● AVAILABLE DATA
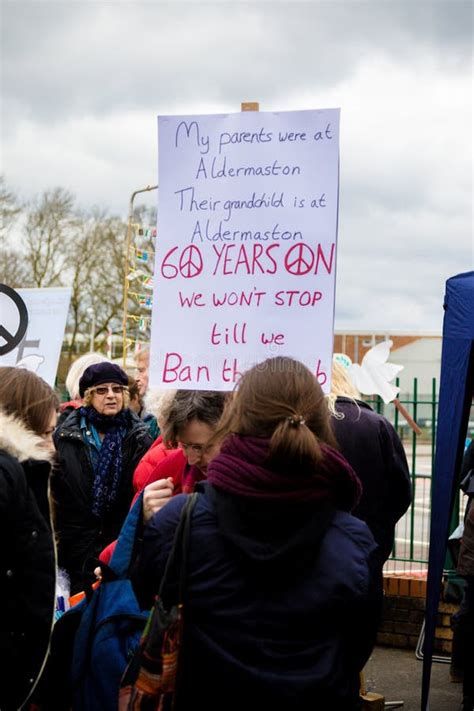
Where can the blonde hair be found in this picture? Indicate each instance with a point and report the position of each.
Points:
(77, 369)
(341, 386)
...
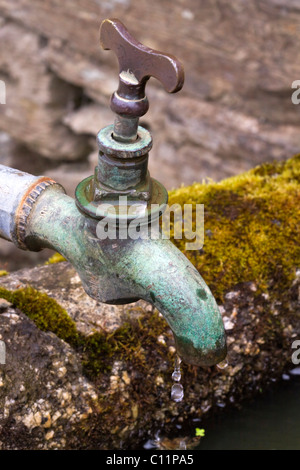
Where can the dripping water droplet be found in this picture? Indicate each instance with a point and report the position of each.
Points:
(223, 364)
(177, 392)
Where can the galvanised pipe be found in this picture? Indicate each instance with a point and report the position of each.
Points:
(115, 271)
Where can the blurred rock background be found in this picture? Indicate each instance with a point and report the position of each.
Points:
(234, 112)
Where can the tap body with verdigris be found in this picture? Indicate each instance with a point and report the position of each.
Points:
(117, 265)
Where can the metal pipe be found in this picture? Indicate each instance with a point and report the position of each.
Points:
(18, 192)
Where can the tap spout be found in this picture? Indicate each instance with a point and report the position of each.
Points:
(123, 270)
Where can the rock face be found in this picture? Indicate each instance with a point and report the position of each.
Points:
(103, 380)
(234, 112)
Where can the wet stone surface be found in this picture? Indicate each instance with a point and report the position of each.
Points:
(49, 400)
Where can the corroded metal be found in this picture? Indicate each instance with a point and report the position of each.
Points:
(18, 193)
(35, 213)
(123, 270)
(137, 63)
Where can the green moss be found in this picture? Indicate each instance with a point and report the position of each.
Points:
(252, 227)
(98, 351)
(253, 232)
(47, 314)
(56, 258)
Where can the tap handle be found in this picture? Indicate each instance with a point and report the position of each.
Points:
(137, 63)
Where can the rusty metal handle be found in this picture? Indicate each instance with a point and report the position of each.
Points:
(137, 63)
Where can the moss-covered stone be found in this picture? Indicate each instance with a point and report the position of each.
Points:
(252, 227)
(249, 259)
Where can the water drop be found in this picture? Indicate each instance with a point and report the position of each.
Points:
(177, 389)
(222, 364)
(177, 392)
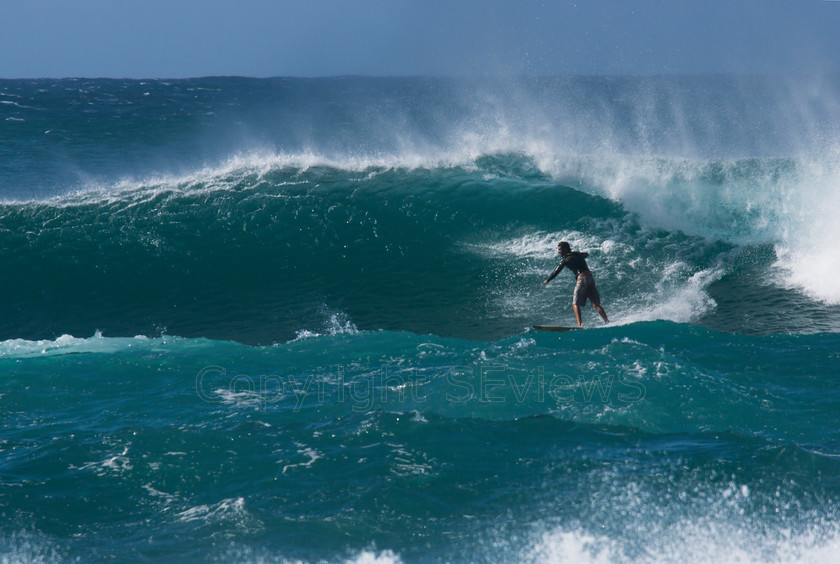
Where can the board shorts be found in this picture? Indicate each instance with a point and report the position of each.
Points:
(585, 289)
* * *
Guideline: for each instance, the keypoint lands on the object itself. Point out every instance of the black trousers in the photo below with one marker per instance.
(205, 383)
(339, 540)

● EXERCISE REQUIREMENTS
In the lines above, spot each one that contains the word "moss" and copy it.

● ANSWER FOR THIS EXERCISE
Where can the green moss be found in this picture? Indicate each instance with a point and report the position of each.
Where can the moss-covered stone be found in this picture? Indicate each instance with a point and report the position of each.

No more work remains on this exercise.